Ваша задача: Пожалуйста, перепишите слово в слово фрагмент текста о музее Чернобыля, который начинается со слов «Главная миссия нашего» и заканчивается словами «в зону отчуждения.».

Текст страницы:
◆ ◆ ◆ ◆ ◆ ◆ ◆

Сколько в музее экспонатов? И как обстоят дела с пополнением фондов?
Организовать работу музея, который связан с радиацией, очень сложно. Многие ценные экспонаты мы не смогли вывезти из зоны отчуждения из-за радиационного загрязнения. Поэтому пошли по пути создания символических эмоционально-художественных образов-инсталляций, макетов в натуральную величину, диорам, новоделов. Но и оригинальные экспонаты из зоны тоже есть - их удалось дезактивировать. Так что опасаться повышенного радиационного фона не стоит - этот вопрос возникает чуть ли не у всех посетителей. Мы даже повесили при входе действующий дозиметрический датчик с информационным табло - теперь уровень радиации в музее виде всем гостям.
В момент открытия музея в 1992 году в экспозиции было всего 240 экспонатов, в основном посвященных пожарным, которые участвовали в ликвидации, и немного – милиции. Но со временем мы решили, что нужно сменить концепцию, сконцентрировавшись на организации музея ядерной катастрофы ХХ века. Ведь войну с радиацией в Чернобыле прошли не только пожарные, но и люди других профессий - 600 тысяч человек со всего Советского Союза - это представители более 40 министерств и ведомств. Только в Украине в 1992 году на учете состояло 340 тысяч участников ликвидации, на сегодняшний день их осталось 210 тысяч.
Главная миссия нашего музея - через судьбы тысяч людей - участников, свидетелей, жертв - помочь всему мира осознать масштабы катастрофы, ее последствия и не дать повторить наши ошибки. Стать музеем-предупреждением для будущих поколений. Концепция потихоньку обрастала материалами: мы объездили всю Украину, были в Беларуси и в Москве, куда ушли очень многие документы, неоднократно выезжали на Чернобыльскую АЭС, в зону отчуждения.
В обновленной на 80% экспозиции, которую мы открыли на десятую годовщину аварии, в 1996 году (музей тогда получил статус национального), было представлено уже 7 тысяч экспонатов. Такое же число находится в постоянной экспозиции - больше не позволяет площадь, поэтому еще десятки тысяч экспонатов - в хранилищах. Под экспозиционную площадь использовано все: и потолок, и все стены, и пол. Но мы нашли выход - все время поддерживать динамику, экспозиция меняется по мере поступления материалов, создаются тематические выставки - их было открыто более 150.

◆ ◆ ◆ ◆ ◆ ◆ ◆

Исходные данные

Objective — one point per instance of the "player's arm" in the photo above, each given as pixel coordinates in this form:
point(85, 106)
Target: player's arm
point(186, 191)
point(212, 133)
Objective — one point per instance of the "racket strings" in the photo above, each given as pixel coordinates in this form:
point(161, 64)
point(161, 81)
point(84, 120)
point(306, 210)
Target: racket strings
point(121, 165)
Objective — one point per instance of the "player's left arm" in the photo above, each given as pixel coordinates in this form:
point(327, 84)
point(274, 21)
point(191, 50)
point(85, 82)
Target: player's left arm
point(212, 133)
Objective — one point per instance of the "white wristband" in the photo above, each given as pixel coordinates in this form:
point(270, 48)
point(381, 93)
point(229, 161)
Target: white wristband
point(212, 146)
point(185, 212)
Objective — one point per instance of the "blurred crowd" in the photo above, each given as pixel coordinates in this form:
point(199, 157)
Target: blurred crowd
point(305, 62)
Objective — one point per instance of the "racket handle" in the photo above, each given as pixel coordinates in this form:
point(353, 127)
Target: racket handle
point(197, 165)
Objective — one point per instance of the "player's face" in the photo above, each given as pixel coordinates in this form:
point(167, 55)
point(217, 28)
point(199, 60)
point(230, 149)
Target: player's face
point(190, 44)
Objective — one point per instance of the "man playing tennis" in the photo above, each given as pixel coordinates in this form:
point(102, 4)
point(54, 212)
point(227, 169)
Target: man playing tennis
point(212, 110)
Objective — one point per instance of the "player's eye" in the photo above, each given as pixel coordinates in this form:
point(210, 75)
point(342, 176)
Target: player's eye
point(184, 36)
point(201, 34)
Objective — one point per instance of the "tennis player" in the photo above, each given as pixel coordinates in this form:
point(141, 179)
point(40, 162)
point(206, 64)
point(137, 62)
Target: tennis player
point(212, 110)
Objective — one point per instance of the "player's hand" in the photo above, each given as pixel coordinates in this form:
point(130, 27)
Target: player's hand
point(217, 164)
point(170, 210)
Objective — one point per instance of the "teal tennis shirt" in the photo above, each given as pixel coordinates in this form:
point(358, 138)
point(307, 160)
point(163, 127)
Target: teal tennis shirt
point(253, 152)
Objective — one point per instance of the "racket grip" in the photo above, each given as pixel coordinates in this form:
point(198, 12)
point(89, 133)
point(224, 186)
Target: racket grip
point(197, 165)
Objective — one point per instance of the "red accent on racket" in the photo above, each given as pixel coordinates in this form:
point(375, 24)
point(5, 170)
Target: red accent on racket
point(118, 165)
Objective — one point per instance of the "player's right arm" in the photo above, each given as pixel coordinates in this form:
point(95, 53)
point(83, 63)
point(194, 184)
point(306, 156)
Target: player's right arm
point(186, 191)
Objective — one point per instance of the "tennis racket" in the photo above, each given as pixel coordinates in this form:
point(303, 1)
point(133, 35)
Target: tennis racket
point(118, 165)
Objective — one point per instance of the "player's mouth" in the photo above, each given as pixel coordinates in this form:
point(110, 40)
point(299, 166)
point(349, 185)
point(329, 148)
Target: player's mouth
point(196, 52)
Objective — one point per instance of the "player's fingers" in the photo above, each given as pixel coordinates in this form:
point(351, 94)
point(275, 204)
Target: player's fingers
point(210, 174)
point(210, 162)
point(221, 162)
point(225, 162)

◆ ◆ ◆ ◆ ◆ ◆ ◆

Письменный ответ:
Главная миссия нашего музея - через судьбы тысяч людей - участников, свидетелей, жертв - помочь всему мира осознать масштабы катастрофы, ее последствия и не дать повторить наши ошибки. Стать музеем-предупреждением для будущих поколений. Концепция потихоньку обрастала материалами: мы объездили всю Украину, были в Беларуси и в Москве, куда ушли очень многие документы, неоднократно выезжали на Чернобыльскую АЭС, в зону отчуждения.